=== Written exercise ===
Count how many of the lines below contain the string "orange", matching case exactly. Reply with the number alone.

=== Raw records ===
· · · · ·

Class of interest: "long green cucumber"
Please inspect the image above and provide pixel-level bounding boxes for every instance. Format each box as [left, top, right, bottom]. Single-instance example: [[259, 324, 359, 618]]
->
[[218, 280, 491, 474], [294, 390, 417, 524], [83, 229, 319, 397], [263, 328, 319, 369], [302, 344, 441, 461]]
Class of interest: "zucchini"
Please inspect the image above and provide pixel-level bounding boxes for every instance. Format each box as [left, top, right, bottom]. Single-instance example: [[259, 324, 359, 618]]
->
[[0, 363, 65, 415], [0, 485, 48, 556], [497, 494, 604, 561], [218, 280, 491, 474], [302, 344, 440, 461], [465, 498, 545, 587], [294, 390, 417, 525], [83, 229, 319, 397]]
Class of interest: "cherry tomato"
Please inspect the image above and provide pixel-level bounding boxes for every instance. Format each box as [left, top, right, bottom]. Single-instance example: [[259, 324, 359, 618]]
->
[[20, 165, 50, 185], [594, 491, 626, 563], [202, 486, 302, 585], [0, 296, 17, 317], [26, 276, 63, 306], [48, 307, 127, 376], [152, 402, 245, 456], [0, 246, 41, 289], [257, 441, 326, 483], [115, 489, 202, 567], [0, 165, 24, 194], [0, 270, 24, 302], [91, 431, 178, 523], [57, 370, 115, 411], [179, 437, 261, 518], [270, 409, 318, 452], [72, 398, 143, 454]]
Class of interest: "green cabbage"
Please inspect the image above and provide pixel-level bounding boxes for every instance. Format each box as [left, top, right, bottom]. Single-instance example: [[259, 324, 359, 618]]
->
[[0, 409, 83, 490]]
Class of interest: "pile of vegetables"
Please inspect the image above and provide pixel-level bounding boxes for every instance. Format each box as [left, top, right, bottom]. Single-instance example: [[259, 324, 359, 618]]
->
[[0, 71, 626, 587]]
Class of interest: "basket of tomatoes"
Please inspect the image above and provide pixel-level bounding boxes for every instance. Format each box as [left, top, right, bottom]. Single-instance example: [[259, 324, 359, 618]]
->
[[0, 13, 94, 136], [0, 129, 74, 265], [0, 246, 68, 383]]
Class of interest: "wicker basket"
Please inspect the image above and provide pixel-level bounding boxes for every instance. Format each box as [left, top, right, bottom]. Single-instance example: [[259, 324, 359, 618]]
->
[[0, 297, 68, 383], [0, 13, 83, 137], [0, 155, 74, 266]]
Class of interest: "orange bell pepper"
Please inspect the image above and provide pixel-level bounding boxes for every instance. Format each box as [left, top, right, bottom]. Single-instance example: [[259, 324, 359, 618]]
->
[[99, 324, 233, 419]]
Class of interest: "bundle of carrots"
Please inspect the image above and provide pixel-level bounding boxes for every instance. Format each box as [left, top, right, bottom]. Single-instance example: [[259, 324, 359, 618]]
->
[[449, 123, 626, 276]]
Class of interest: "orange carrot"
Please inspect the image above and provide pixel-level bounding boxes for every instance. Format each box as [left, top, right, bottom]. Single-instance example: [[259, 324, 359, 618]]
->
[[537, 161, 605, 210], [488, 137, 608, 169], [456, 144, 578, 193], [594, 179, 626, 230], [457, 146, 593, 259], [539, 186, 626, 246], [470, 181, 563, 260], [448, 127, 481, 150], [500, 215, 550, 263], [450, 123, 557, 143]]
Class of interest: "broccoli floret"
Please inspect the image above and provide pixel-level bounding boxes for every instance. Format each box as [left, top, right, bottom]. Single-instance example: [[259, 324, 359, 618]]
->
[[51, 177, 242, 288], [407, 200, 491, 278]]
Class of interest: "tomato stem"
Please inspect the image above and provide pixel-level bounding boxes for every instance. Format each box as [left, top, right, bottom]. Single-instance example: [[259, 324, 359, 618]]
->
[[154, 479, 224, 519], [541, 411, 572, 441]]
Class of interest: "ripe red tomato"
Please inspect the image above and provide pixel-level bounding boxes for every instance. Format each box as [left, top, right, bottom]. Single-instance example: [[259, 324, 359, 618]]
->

· · · · ·

=== Response to this task ===
2